Written instruction:
Retype only what runs from the line that contains "as (74, 160)." through the last line of the listing below, both lines included.

Records:
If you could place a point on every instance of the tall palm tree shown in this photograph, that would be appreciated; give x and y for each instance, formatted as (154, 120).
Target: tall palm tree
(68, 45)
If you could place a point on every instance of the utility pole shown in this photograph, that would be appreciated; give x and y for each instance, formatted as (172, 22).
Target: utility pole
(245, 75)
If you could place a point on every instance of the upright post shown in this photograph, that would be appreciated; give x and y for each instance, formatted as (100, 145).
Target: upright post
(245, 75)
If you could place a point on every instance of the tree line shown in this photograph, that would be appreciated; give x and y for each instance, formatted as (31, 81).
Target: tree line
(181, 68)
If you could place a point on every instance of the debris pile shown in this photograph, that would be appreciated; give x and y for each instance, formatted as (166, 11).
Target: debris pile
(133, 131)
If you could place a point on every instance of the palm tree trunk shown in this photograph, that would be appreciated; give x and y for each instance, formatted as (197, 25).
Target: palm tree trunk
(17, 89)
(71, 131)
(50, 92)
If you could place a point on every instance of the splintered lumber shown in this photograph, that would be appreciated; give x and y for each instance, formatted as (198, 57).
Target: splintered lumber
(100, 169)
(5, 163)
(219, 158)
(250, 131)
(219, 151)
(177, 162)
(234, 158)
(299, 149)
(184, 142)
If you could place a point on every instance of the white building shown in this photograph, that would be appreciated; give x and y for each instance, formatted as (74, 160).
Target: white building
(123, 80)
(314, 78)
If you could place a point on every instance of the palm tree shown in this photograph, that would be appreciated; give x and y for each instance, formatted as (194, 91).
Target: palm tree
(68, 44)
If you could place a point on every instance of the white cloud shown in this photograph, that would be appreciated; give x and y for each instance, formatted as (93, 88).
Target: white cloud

Solution to the exercise:
If you could place a point on every instance of the white building shown in this photograph, that would be appreciated; give x and y for each instance, formatted as (74, 160).
Target: white building
(123, 80)
(314, 78)
If you could place a point on every instance of the palm tree shown in this photograph, that would be appreciated; give x and y for each instance, formatted as (194, 91).
Target: palm tree
(68, 44)
If you could place a point on every instance of the white cloud shown in this photograph, that would be appreciated; give x and y for each instance, formatted as (93, 88).
Target: white cloud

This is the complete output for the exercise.